- TASK PROMPT -
In the records from the line containing "Where can the woman's face be seen here?" through the end, inclusive, rename "woman's face" to "person's face" and write those lines out again with nothing else changed.

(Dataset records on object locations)
▬▬▬▬▬▬▬▬▬▬
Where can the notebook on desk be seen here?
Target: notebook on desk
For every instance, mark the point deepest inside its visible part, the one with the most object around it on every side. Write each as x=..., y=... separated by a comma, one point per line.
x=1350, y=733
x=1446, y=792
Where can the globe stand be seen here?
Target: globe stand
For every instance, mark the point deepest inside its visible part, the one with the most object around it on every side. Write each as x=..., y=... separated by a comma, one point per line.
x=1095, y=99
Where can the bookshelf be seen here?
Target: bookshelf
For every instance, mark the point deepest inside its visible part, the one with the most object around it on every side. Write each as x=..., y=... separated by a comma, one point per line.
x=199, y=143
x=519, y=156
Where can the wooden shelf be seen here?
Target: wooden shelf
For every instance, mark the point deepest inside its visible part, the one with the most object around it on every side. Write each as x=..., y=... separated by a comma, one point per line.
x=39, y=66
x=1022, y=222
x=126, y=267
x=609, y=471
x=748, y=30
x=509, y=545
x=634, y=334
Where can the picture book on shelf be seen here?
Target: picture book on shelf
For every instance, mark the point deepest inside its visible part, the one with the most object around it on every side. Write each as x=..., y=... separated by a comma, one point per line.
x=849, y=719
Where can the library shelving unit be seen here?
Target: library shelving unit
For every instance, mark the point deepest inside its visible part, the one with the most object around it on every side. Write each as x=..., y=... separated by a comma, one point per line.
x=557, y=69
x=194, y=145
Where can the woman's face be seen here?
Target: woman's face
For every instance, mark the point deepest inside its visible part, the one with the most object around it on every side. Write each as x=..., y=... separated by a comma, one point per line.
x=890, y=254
▬▬▬▬▬▬▬▬▬▬
- RESULT -
Where can the person's face be seen here?
Target: person's face
For every instance, mark the point deepest inside its visible part, the one with the most object around it on every side. Write each as x=..., y=... separated by a comma, one point per line.
x=890, y=254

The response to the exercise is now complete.